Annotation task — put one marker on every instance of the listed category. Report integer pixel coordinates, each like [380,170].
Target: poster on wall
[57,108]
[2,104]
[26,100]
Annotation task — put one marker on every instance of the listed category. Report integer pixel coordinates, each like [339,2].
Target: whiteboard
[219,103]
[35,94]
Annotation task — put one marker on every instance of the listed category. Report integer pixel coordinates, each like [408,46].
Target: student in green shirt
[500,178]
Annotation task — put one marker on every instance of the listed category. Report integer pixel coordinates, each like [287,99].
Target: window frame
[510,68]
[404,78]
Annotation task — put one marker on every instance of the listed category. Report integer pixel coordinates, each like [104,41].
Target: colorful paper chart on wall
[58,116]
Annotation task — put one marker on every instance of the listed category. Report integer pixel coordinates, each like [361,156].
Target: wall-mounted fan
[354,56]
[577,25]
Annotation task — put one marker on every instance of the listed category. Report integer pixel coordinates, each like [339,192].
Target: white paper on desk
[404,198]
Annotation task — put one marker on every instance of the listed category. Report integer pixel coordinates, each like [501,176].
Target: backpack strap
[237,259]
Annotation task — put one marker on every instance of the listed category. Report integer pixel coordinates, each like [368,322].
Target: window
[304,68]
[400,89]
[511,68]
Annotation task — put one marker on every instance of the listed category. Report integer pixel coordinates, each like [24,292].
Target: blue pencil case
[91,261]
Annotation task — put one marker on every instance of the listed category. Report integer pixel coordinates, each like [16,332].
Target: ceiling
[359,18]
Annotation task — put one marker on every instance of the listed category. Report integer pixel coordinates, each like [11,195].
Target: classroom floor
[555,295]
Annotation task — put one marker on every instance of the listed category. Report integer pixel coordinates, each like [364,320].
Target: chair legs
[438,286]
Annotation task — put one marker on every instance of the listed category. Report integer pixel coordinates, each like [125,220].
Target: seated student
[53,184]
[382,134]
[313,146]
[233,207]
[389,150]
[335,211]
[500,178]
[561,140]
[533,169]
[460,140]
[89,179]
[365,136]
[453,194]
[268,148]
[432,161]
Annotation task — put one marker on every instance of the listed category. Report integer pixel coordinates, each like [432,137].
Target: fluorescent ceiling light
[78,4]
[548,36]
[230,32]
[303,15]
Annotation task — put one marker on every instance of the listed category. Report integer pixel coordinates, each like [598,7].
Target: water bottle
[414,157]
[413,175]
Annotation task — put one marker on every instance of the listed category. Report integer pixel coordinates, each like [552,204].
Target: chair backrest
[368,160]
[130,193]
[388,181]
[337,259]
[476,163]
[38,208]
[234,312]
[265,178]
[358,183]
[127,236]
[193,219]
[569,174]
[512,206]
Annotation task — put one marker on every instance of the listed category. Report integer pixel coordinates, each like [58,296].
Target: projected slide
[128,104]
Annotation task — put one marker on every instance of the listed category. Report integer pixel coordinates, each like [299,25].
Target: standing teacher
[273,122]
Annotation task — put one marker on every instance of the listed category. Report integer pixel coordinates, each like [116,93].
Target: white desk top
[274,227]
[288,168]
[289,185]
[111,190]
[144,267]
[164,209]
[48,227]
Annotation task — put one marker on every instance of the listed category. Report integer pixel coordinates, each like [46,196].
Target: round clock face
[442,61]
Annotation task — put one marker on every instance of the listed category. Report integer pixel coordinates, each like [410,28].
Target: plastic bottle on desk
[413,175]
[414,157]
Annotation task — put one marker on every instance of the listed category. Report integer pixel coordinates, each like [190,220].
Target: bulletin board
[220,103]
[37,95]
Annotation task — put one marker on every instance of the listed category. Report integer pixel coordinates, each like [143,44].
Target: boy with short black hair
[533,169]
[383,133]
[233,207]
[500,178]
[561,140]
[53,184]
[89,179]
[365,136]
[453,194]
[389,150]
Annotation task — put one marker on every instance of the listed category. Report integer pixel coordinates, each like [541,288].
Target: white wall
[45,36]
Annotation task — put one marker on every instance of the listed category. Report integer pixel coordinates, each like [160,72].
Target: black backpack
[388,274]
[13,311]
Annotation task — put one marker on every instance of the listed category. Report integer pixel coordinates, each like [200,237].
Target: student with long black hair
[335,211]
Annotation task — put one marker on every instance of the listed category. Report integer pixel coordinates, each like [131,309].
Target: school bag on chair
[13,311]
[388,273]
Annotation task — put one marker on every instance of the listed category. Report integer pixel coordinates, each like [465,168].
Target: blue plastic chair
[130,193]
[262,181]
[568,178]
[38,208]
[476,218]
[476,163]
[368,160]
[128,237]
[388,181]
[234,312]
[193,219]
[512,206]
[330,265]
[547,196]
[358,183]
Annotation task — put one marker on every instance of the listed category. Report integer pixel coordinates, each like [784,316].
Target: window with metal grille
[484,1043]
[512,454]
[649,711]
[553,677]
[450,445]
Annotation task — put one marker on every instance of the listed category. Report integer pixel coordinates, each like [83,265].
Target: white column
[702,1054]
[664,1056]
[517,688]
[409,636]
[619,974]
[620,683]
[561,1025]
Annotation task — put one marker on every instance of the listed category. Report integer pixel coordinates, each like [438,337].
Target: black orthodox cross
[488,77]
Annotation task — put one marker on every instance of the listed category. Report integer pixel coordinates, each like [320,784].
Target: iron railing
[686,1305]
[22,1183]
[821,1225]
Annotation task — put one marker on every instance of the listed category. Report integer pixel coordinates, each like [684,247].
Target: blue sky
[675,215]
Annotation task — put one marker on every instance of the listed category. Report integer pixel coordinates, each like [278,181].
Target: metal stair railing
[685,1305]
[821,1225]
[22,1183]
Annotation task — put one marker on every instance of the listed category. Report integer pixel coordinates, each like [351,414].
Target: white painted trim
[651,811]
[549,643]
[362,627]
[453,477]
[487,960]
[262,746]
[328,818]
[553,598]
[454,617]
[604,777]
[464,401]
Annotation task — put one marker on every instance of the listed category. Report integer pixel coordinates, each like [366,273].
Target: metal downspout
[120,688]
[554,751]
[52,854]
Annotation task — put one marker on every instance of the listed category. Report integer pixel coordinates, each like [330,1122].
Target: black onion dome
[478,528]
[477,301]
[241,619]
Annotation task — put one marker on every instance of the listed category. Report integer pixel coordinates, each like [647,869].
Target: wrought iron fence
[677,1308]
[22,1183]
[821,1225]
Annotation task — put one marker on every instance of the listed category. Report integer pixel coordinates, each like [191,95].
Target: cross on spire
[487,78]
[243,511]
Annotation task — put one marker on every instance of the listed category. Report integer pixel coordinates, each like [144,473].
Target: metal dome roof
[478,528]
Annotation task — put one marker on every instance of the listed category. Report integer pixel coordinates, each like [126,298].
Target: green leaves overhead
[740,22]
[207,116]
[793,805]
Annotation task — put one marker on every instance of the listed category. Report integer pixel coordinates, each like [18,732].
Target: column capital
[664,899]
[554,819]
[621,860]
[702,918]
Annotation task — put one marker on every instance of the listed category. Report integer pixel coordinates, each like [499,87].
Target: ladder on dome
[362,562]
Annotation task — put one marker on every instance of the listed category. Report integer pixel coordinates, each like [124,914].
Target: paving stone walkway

□ □ □ □ □ □ □

▶ [Goal of the exercise]:
Retype the records that precede this task, keeping them exactly the same.

▶ [Response for this exercise]:
Annotation task — put one marker on every instance of the listed category. Report integer pixel coordinates, each like [380,170].
Target: poster on wall
[57,108]
[2,104]
[26,100]
Annotation task — put one marker on every instance of the listed category. Report integer pixel coordinates, each like [339,2].
Target: whiteboard
[219,103]
[35,94]
Annotation task — put one marker on every instance of the listed category. Report integer pixel coordinates, each like [408,46].
Target: student in green shirt
[500,178]
Annotation task — put one marker on every instance of the listed category. Report integer pixel coordinates, each like [287,99].
Target: window frame
[510,68]
[404,78]
Annotation task — put one marker on every instance of the listed category. Report integer pixel coordinates, each like [104,41].
Target: colorful paper chart on wall
[58,116]
Annotation task — put one marker on every instance of the listed category. Report integer pixel coordinates, each like [361,156].
Target: wall-mounted fan
[354,56]
[577,25]
Annotation task — put one marker on every instance of the listed category. Report integer pixel coordinates, each like [339,192].
Target: white paper on desk
[404,198]
Annotation task — put one marker on every instance of the listed category. Report integer pixel coordinates, each like [501,176].
Target: backpack strap
[237,259]
Annotation task — put one marker on every instance of the listed category. Report integer pixel coordinates, each like [368,322].
Target: window
[304,68]
[400,89]
[511,68]
Annotation task — put one marker on every instance of the listed category. Report integer pixel coordinates, each like [24,292].
Target: blue pencil case
[91,261]
Annotation task — put one marker on every instance of the listed category. Report integer pixel coordinates, each like [16,332].
Target: ceiling
[359,18]
Annotation task — put one marker on every instance of the listed category. Report integer pixel coordinates, each like [11,195].
Target: classroom floor
[555,295]
Annotation task — put one marker on every instance of the listed category. Report integer pixel coordinates, each like [364,320].
Target: chair legs
[438,286]
Annotation task — put one marker on every instance of the listed category. Report integer pixel coordinates, each like [125,220].
Target: seated student
[53,184]
[382,134]
[313,146]
[233,207]
[389,150]
[335,211]
[500,178]
[561,140]
[533,169]
[460,140]
[89,179]
[365,136]
[453,194]
[268,148]
[432,161]
Annotation task — put one marker on every instance of the listed category. Report integer pixel coordinates, each like [432,137].
Target: fluorescent ceiling light
[78,4]
[548,36]
[230,32]
[303,15]
Annotation task — put one marker on every instance of the listed category. Report integer pixel coordinates, each like [598,7].
Target: water bottle
[414,157]
[413,175]
Annotation task — put one marker on every instance of the listed category. Report integer pixel coordinates, each like [552,204].
Target: chair backrest
[368,160]
[130,193]
[388,181]
[337,259]
[476,163]
[38,208]
[234,312]
[265,178]
[358,183]
[127,236]
[193,219]
[569,174]
[512,206]
Annotation task — put one marker on every instance of the listed category. Report integer pixel coordinates, each like [58,296].
Target: projected slide
[128,104]
Annotation task — put one marker on every instance of the listed category. Report integer pixel coordinates, each like [299,25].
Target: standing teacher
[273,122]
Annotation task — put one marker on every instance of the listed category. Report integer pixel coordinates, each like [116,93].
Target: white desk top
[274,227]
[288,168]
[289,185]
[111,190]
[144,267]
[164,209]
[48,227]
Annotation task — put one marker on every instance of the listed category. Report integer pixel coordinates, each like [46,196].
Target: round clock face
[442,61]
Annotation task — put one marker on every instance of the listed category. Report integer pixel coordinates, each like [410,28].
Target: plastic bottle on desk
[413,175]
[414,157]
Annotation task — put one marker on every instance of the listed category. Report integer pixel coordinates, each like [190,220].
Target: bulletin board
[220,103]
[37,95]
Annotation task — put one marker on every instance of the listed category. Report integer pixel coordinates, each like [143,44].
Target: boy with short black hair
[533,169]
[383,133]
[233,207]
[500,178]
[561,140]
[53,184]
[89,179]
[365,136]
[453,194]
[389,150]
Annotation task — put one marker on every instance of the listed category. Report integer pixel coordinates, each like [541,288].
Target: white wall
[45,36]
Annotation task — put one marker on every instance of the listed category. Report integer pixel coordinates, each like [160,72].
Target: black backpack
[388,274]
[13,311]
Annotation task — put one marker on every instance of the listed category. Report integer pixel coordinates, each like [200,237].
Target: student with long black hair
[335,211]
Annotation task — put one marker on every instance of the listed category. Report integer pixel coordinates, each like [131,309].
Target: school bag on chair
[13,311]
[388,273]
Annotation task — put one marker on every instance of the listed category. Report integer pixel coordinates, each like [465,168].
Target: blue plastic chair
[130,193]
[262,181]
[568,178]
[38,208]
[476,218]
[476,163]
[368,160]
[128,237]
[388,181]
[234,312]
[193,219]
[512,206]
[330,265]
[547,196]
[358,183]
Annotation task — put one marker on every instance of the listed category. Report integer pixel coordinates, each like [784,316].
Target: window with metal grille
[484,1043]
[512,454]
[649,711]
[553,677]
[450,445]
Annotation task — put one marker on every instance of the listed category. Report integer pixel coordinates, each like [83,265].
Target: white column
[702,1054]
[664,1056]
[517,688]
[409,636]
[619,974]
[620,683]
[561,1025]
Annotation task — put one marker on every instance of the listed category. Report integer pixel coordinates, each like [438,337].
Target: black orthodox cross
[488,77]
Annotation task — put one marker on every instance of the listed category. Report integer pixel coordinates, each like [320,784].
Target: iron railing
[686,1305]
[22,1183]
[821,1225]
Annotation task — put one marker on every instance of the listed category. Report integer pixel coordinates, each like [684,247].
Target: blue sky
[675,215]
Annotation task — put one marker on every instance of the listed category. Report integer pixel coordinates, each like [278,181].
Target: metal stair railing
[685,1305]
[821,1225]
[22,1183]
Annotation task — put one marker on every instance of the listed category. Report integer pixel coordinates, each like [351,414].
Target: white painted trim
[651,811]
[549,643]
[362,627]
[453,477]
[487,960]
[262,746]
[328,818]
[553,598]
[454,617]
[604,777]
[464,401]
Annotation task — put one marker on every instance of the listed category. Report integer pixel coordinates, each like [366,273].
Target: metal downspout
[120,688]
[554,751]
[52,854]
Annotation task — put one marker on every instance of the listed category. Report integer pixel coordinates, each like [330,1122].
Target: black onion dome
[478,528]
[477,301]
[241,619]
Annotation task — put one marker on every instance of the listed category. Report integer pixel coordinates, each like [647,869].
Target: wrought iron fence
[677,1308]
[22,1183]
[821,1225]
Annotation task — put one marker on every instance of the listed category. Report integer pixel coordinates, each like [191,95].
Target: cross on spire
[487,78]
[243,511]
Annotation task — put one marker on every instance of the listed category. Report integer pixel coordinates, each like [144,473].
Target: metal dome roof
[478,528]
Annotation task — put one marker on every instance of the listed category. Report integer pixel coordinates, each like [126,298].
Target: green leaves overhead
[740,22]
[207,116]
[793,805]
Annotation task — put one marker on every instance of the listed category. Report integer pixel coordinates, each like [18,732].
Target: column capital
[664,899]
[554,819]
[621,860]
[702,918]
Annotation task — put one marker on every instance of the listed category. Report integer pixel coordinates, each like [499,87].
Target: ladder on dome
[362,562]
Annotation task — put one marker on every instance of the listed category. Report integer pixel coordinates, each like [124,914].
Target: paving stone walkway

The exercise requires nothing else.